*EXERCISE REQUIREMENTS*.
Copy every line below precisely as it appears.

:: RECORDS TO PROCESS ::

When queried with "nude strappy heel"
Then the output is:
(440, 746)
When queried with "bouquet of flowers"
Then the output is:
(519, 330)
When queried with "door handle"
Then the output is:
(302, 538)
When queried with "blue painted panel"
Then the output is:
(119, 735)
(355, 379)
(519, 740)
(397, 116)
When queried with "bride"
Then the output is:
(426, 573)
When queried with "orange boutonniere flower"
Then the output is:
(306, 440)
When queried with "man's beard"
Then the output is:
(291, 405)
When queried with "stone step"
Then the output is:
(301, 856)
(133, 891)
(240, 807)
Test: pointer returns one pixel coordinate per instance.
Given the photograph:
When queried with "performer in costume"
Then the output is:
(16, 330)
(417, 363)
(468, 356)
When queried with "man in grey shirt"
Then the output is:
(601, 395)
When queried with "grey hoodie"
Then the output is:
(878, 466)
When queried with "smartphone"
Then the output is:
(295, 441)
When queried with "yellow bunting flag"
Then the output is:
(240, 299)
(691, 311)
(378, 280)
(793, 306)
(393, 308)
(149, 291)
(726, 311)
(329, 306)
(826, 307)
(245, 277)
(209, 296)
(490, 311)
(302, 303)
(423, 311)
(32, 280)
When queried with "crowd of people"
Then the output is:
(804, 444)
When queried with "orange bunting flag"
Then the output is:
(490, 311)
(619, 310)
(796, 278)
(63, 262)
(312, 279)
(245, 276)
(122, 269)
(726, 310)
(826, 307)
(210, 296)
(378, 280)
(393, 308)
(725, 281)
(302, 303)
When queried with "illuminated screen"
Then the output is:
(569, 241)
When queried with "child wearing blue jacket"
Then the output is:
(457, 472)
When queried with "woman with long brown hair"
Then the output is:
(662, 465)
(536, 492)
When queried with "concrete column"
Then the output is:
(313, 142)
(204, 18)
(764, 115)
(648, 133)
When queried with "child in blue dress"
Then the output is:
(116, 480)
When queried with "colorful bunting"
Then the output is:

:::

*WORKED SOLUTION*.
When queried with "nude strappy heel"
Then the output is:
(440, 746)
When queried with "bouquet of flowers"
Then the output is:
(519, 330)
When queried with "door handle"
Then the output is:
(302, 538)
When queried with "blue painted panel"
Then the output is:
(119, 735)
(355, 379)
(519, 740)
(397, 116)
When queried with "bride"
Then the output is:
(426, 573)
When queried with "orange boutonniere flower"
Then the output is:
(306, 440)
When queried with "man's beard"
Then the output is:
(291, 405)
When queried with "stone step"
Then the output is:
(301, 856)
(133, 891)
(240, 807)
Test: pointer returns one pixel coordinate per instance.
Given the photograph:
When queried with "performer in costume"
Then the output is:
(16, 330)
(417, 363)
(468, 356)
When queried with "man in grey shirt"
Then the output is:
(601, 395)
When queried with "grey hoodie"
Then the output is:
(878, 466)
When queried with "smartphone"
Then the output is:
(295, 441)
When queried with "yellow bunting flag"
Then the output is:
(240, 299)
(691, 311)
(378, 280)
(793, 306)
(393, 308)
(149, 291)
(726, 311)
(329, 306)
(826, 307)
(245, 277)
(209, 296)
(490, 311)
(302, 303)
(423, 311)
(32, 280)
When queried with "crowd of people"
Then the output is:
(804, 444)
When queried with "orange bunting flag"
Then the output is:
(490, 311)
(619, 310)
(796, 278)
(63, 262)
(312, 279)
(245, 276)
(122, 269)
(726, 310)
(826, 307)
(210, 296)
(378, 280)
(393, 308)
(725, 281)
(302, 303)
When queried with "illuminated screen"
Then the output is:
(569, 241)
When queried with "child wearing blue jacket"
Then the output is:
(457, 472)
When queried with "woman with long brown hair"
Then the output is:
(662, 465)
(536, 492)
When queried with "concrete column"
Then the output is:
(313, 142)
(204, 18)
(764, 115)
(648, 133)
When queried with "child in blue dress"
Then the output is:
(116, 480)
When queried with "colorful bunting"
Then the output is:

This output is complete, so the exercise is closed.